### INPUT
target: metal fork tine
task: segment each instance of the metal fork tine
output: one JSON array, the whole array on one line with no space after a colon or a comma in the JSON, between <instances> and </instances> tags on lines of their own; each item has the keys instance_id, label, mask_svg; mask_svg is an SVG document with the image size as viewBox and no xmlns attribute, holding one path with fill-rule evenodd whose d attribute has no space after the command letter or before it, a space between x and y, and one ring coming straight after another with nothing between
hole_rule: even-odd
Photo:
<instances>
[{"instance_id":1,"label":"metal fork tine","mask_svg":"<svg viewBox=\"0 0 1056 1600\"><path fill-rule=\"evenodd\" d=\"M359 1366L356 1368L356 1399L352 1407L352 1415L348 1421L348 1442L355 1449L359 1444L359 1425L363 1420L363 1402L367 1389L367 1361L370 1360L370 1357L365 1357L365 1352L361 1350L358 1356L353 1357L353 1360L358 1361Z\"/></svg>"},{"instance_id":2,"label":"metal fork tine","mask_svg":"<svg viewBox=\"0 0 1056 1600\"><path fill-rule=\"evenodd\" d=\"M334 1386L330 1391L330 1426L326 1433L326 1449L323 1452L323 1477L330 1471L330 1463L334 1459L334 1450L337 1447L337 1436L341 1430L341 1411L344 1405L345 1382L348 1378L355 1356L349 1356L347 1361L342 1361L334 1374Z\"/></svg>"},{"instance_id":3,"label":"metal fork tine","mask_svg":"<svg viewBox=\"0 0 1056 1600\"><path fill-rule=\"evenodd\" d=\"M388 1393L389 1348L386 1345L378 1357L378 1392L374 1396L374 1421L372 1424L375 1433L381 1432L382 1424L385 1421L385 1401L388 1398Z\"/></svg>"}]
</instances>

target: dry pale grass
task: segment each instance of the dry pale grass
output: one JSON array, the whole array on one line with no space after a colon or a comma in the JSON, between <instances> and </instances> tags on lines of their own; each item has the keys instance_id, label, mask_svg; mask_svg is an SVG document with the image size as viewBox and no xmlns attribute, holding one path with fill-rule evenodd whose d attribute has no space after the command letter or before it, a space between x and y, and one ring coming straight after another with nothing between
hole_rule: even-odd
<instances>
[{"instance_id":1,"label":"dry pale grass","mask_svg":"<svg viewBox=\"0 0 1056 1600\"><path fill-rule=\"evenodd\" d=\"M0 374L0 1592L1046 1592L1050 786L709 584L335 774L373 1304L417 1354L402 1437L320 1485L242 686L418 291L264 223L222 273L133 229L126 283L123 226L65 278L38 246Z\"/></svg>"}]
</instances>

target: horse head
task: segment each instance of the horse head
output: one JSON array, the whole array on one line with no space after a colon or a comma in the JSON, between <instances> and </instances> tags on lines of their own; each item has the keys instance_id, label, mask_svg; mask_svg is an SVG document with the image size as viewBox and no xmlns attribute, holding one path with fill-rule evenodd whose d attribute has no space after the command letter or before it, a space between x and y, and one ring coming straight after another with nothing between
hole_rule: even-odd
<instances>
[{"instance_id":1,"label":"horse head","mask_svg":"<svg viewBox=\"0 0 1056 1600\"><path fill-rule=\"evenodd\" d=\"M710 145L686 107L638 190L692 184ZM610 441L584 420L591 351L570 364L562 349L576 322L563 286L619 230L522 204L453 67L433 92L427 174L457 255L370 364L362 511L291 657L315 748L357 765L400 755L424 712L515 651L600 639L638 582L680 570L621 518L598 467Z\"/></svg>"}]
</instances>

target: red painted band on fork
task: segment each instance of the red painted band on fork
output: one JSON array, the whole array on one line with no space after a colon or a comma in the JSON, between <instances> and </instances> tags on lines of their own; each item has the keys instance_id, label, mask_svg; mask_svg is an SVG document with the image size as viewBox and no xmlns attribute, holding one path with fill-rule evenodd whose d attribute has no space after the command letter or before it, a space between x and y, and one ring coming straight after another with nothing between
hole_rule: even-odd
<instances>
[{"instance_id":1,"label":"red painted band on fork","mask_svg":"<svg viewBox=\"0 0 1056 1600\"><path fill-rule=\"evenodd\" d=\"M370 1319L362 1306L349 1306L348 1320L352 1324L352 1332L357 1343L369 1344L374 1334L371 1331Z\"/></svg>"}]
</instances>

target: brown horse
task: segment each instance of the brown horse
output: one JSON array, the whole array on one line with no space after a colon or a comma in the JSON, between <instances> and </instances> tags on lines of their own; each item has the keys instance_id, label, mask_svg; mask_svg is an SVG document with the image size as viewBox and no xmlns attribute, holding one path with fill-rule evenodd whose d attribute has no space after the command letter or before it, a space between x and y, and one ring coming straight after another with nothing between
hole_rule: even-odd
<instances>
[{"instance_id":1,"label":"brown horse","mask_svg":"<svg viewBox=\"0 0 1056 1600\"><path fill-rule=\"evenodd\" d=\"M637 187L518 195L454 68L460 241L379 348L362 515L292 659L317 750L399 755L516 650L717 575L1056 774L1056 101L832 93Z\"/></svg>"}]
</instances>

...

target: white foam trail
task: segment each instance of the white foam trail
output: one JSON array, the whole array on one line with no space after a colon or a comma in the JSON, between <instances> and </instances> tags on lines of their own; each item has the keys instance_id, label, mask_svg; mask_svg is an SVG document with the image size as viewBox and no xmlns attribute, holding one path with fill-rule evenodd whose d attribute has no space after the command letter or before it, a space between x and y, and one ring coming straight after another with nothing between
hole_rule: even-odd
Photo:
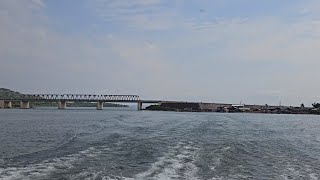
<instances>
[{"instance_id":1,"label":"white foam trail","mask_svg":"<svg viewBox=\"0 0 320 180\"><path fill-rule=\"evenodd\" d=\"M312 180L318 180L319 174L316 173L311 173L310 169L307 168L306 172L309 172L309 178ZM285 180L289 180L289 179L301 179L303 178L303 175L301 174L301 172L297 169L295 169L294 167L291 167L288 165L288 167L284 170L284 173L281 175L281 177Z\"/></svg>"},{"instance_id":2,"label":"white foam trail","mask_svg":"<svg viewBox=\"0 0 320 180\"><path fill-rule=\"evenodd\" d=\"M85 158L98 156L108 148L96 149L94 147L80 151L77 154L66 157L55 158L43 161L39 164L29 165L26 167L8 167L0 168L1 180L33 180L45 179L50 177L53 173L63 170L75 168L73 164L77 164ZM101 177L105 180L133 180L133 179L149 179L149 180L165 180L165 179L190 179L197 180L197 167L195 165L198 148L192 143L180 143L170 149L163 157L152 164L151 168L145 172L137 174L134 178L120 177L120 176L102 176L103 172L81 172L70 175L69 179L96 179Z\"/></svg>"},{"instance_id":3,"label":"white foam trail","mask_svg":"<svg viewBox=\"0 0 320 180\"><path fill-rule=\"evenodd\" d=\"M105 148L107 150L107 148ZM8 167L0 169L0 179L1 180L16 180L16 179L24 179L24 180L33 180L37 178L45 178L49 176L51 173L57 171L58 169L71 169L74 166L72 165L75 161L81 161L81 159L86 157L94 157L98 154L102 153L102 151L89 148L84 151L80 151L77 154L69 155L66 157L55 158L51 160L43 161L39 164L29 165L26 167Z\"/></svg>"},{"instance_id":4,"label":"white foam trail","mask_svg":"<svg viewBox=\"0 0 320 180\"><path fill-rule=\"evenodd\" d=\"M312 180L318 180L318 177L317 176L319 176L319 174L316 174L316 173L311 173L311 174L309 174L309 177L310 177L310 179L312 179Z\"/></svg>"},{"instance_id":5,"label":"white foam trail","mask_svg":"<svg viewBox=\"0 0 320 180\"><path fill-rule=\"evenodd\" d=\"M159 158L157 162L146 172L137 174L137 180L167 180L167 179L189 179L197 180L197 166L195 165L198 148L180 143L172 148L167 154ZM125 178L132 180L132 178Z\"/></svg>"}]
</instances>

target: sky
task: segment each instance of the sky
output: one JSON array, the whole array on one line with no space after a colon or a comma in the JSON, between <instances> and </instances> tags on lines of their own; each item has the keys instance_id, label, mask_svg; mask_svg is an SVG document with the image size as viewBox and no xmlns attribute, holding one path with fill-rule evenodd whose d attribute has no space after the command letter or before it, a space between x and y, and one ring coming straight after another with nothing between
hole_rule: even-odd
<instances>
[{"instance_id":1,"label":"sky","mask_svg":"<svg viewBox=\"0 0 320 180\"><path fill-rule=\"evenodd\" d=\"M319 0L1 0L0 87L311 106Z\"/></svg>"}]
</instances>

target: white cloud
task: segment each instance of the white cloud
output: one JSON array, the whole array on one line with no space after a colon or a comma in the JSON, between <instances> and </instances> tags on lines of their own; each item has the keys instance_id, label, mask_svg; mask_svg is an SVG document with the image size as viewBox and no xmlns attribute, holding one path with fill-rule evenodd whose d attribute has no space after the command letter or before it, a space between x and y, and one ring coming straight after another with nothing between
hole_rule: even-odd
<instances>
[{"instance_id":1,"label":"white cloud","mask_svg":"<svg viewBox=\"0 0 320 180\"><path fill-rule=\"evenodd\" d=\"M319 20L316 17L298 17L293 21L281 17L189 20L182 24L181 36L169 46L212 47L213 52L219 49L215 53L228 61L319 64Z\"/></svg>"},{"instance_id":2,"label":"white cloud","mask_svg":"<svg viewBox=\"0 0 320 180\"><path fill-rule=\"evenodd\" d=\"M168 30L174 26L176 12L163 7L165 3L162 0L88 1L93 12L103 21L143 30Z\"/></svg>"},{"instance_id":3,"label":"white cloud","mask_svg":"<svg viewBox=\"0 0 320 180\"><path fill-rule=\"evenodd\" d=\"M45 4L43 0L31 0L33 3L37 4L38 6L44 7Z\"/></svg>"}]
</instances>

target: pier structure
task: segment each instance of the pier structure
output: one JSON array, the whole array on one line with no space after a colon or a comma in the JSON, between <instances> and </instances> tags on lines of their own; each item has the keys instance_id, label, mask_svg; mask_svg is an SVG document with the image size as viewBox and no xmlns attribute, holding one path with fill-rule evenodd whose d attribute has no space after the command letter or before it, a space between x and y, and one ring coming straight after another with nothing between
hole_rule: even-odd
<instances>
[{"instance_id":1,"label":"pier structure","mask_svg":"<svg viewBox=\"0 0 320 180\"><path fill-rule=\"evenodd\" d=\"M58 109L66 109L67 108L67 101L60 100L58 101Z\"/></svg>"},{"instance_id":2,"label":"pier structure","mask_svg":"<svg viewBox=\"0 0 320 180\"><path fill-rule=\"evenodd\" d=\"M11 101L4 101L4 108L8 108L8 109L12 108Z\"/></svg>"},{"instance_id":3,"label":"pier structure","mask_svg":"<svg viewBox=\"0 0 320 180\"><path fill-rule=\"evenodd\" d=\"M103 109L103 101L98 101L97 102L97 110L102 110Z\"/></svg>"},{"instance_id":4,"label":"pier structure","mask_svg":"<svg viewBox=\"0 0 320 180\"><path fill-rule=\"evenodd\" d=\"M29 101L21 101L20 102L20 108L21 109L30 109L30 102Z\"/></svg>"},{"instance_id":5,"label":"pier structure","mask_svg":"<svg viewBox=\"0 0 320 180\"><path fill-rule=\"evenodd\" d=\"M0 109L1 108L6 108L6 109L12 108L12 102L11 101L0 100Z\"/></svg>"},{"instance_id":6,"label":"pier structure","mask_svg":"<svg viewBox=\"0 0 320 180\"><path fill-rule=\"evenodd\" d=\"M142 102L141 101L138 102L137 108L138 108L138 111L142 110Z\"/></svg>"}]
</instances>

### TASK BRIEF
Write out exactly the lines above between the line with "target: white cloud" and the line with "task: segment each instance of the white cloud", inclusive, and nothing beyond them.

### RESPONSE BOX
target: white cloud
task: segment each instance of the white cloud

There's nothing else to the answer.